• [TESTO]:
┄┄┄┄┄┄┄┄┄┄┄┄┄┄┄┄┄┄┄┄

Editoriale di Bartolo Ciccardini
Sabato, domenica e lunedì…
Editoriale di Bartolo Ciccardini
Sabato: Dove era in quei giorni Pietro Scoppola?
Sabato 18 gennaio Pierluigi Castagnetti ci ha invitato a ricordare la data
del 18 gennaio, che fu, sì, il giorno in cui 94 anni fa Don Luigi Sturzo
fondò il Partito Popolare Italiano, ma fu anche, e non a caso, il giorno in
cui Mino Martinazzoli rifondò un nuovo Partito Popolare, esattamente venti
anni fa, nel 1994, l’anno della grande crisi della Democrazia Cristiana.
Quel giorno doveva essere drammatico perché Oscar Luigi Scalfaro, Presidente
della Repubblica, aveva appena sciolto le Camere. E (come dice Gerardo
Bianco) sorprese la DC in mezzo ad un drammatico guado.
In quei due terribili anni era scoppiata “tangentopoli”; la DC era sotto
accusa; la gerarchia aveva deciso di disconoscerla; e con essa, i potentati
economici speranzosi di saccheggiare il grande tesoro delle partecipazioni
statali. Segni con il suo movimento referendario aveva scosso alle radici il
sistema dei partiti ed imposto un cambiamento del sistema elettorale;
Scalfaro aveva negato la Presidenza del Consiglio a Craxi e scelto Amato, e
poi aveva scelto, per sciogliere le camere un Presidente del Consiglio che
non era democratico cristiano, Carlo Azeglio Ciampi, ex direttore della
Banca d’Italia.
In questa tempesta furiosa un Mino Martinazzoli disperato (così dice Franco
Marini nel suo intervento) accetta la Segreteria del Partito buttandosi con
coraggio a fare quei cambiamenti che la Democrazia Cristiana aveva
lungamente studiato e mai realizzato. Il cambio del nome del Partito non è
solo l’ostensione di una reliquia sacra in una stagione di peste, ma è la
volontà precisa di ritornare all’onestà severa ed alla laicità sofferta di
Luigi Sturzo del 1919.
Una pagina di storia drammatica avvincente ed, appunto, disperata.

┄┄┄┄┄┄┄┄┄┄┄┄┄┄┄┄┄┄┄┄

• [MATERIALE ESTRATTO]:
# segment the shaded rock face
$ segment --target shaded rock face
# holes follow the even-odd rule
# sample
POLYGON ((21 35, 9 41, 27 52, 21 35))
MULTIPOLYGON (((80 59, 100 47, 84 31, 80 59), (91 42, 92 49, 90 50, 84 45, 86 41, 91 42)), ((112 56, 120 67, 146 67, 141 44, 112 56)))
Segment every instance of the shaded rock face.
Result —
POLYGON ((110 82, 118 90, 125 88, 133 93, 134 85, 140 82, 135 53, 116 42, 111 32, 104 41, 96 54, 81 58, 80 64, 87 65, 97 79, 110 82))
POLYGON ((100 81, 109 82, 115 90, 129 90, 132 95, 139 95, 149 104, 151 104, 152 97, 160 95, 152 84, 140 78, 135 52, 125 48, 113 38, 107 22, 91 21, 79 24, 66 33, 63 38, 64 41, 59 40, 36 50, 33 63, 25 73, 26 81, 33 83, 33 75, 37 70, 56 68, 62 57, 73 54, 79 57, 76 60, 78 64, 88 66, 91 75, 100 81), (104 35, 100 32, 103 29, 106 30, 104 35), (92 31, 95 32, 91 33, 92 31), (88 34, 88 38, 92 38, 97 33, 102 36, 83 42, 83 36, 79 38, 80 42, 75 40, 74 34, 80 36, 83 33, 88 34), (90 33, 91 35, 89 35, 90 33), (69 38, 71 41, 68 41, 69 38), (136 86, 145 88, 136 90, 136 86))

┄┄┄┄┄┄┄┄┄┄┄┄┄┄┄┄┄┄┄┄

Secondo l'editoriale, quale Presidente del Consiglio aveva scelto Scalfaro per sciogliere le Camere?

Carlo Azeglio Ciampi, ex direttore della Banca d'Italia.